§ RECORDED DATA:
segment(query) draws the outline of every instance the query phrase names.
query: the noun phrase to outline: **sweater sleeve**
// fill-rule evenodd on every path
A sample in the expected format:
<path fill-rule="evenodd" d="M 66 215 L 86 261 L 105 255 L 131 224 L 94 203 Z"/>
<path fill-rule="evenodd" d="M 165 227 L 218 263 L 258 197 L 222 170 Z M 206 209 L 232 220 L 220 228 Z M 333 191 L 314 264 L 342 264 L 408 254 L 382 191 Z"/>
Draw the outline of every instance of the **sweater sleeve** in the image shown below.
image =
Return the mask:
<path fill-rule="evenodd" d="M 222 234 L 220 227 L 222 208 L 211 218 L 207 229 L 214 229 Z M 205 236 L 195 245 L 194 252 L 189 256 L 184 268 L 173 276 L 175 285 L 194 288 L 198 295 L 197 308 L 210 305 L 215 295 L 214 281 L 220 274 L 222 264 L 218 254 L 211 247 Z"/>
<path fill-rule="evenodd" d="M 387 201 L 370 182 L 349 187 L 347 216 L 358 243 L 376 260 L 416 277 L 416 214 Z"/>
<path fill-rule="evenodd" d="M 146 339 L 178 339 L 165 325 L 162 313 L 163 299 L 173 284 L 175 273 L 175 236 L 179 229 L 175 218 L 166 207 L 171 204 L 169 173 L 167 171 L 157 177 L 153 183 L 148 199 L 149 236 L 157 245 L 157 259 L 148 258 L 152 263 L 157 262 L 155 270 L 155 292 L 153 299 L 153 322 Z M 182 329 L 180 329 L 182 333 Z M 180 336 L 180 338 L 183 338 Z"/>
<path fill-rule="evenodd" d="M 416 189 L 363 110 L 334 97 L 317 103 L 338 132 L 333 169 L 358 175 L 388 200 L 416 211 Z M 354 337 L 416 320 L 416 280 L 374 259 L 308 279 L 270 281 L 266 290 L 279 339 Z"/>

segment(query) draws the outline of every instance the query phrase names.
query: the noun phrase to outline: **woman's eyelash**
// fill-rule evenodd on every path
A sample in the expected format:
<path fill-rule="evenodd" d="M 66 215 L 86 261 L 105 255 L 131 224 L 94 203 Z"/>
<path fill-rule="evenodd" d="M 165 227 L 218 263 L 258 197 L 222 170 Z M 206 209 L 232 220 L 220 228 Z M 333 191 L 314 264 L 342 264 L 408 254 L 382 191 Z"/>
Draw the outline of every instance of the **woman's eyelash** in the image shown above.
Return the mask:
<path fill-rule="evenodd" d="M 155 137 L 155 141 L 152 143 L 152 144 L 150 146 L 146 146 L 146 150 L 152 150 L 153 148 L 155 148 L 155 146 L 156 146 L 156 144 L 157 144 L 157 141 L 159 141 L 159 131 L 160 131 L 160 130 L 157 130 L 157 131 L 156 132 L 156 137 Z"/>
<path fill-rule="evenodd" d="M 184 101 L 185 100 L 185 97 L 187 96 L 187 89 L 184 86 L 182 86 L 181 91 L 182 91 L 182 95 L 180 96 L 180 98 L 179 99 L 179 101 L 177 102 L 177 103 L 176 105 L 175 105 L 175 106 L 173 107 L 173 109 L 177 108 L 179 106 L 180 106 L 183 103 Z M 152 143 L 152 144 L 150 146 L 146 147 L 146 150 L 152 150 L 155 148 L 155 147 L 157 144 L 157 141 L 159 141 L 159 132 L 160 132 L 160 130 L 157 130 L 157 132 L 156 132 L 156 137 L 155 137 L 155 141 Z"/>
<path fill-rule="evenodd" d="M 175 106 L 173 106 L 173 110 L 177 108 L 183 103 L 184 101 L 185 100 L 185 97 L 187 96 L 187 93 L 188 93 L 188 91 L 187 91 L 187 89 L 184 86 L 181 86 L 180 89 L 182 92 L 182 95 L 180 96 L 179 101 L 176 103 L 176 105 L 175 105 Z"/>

§ DESCRIPTION OF THE TASK: Extract all of the data above without altering anything.

§ RESULT OF THE EXERCISE:
segment(query) draws the outline of every instance the query phrase names.
query: the noun phrase to outline: **sweater sleeve**
// fill-rule evenodd on every path
A sample in the expected format:
<path fill-rule="evenodd" d="M 66 215 L 86 261 L 105 255 L 131 224 L 94 203 Z"/>
<path fill-rule="evenodd" d="M 165 227 L 218 263 L 258 197 L 222 170 Z M 206 209 L 232 220 L 220 228 Z M 333 191 L 314 264 L 342 264 L 408 254 L 382 191 Z"/>
Draw the outline of every instance of the **sweater sleeve** in the image shown below.
image =
Return the mask:
<path fill-rule="evenodd" d="M 222 234 L 220 227 L 222 208 L 211 218 L 207 229 L 214 229 Z M 205 236 L 195 245 L 194 252 L 189 256 L 184 268 L 173 276 L 175 285 L 194 288 L 198 295 L 197 308 L 210 305 L 215 295 L 214 281 L 220 274 L 222 264 L 218 254 L 211 247 Z"/>
<path fill-rule="evenodd" d="M 387 201 L 370 182 L 349 187 L 347 216 L 358 243 L 376 260 L 416 277 L 416 214 Z"/>
<path fill-rule="evenodd" d="M 146 339 L 178 339 L 165 325 L 162 313 L 163 299 L 173 284 L 175 273 L 175 236 L 179 229 L 175 218 L 166 207 L 171 204 L 169 173 L 167 171 L 157 177 L 153 183 L 148 199 L 149 236 L 157 245 L 157 259 L 148 258 L 152 263 L 157 262 L 155 270 L 155 292 L 153 299 L 153 322 Z M 182 329 L 180 329 L 182 333 Z M 180 336 L 180 338 L 183 338 Z"/>
<path fill-rule="evenodd" d="M 416 189 L 363 110 L 334 97 L 317 103 L 338 132 L 333 169 L 358 175 L 388 200 L 416 211 Z M 354 337 L 416 320 L 416 280 L 374 259 L 308 279 L 270 281 L 266 290 L 279 339 Z"/>

segment(query) draws the outline of every instance the query phrase names.
query: the noun phrase to outline: **woman's eyelash**
// fill-rule evenodd on every path
A sample in the expected format:
<path fill-rule="evenodd" d="M 66 215 L 86 261 L 105 255 L 131 224 L 94 203 Z"/>
<path fill-rule="evenodd" d="M 165 227 L 218 263 L 258 197 L 222 170 Z M 206 209 L 232 220 L 220 228 Z M 333 191 L 314 264 L 342 264 L 408 254 L 382 191 Z"/>
Draw the outline of every instance of the **woman's eyelash** in the image shown above.
Return the mask:
<path fill-rule="evenodd" d="M 155 137 L 155 141 L 152 143 L 152 144 L 150 146 L 146 146 L 146 150 L 152 150 L 153 148 L 155 148 L 155 146 L 156 146 L 156 144 L 157 144 L 157 141 L 159 141 L 159 131 L 160 131 L 160 130 L 157 130 L 157 131 L 156 132 L 156 137 Z"/>
<path fill-rule="evenodd" d="M 184 101 L 185 100 L 185 97 L 187 96 L 187 89 L 184 86 L 182 86 L 181 91 L 182 91 L 182 95 L 180 96 L 180 98 L 179 99 L 179 101 L 177 102 L 177 103 L 176 105 L 175 105 L 175 106 L 173 107 L 173 109 L 177 108 L 179 106 L 180 106 L 183 103 Z M 152 143 L 152 144 L 150 146 L 146 147 L 146 150 L 152 150 L 155 148 L 155 147 L 157 144 L 157 141 L 159 141 L 159 132 L 160 132 L 160 130 L 157 130 L 157 132 L 156 132 L 156 137 L 155 137 L 155 141 Z"/>
<path fill-rule="evenodd" d="M 175 106 L 173 106 L 173 110 L 177 108 L 183 103 L 184 101 L 185 100 L 185 97 L 187 96 L 187 93 L 188 93 L 188 91 L 187 91 L 187 89 L 184 86 L 181 86 L 180 89 L 182 92 L 182 95 L 180 96 L 179 101 L 176 103 L 176 105 L 175 105 Z"/>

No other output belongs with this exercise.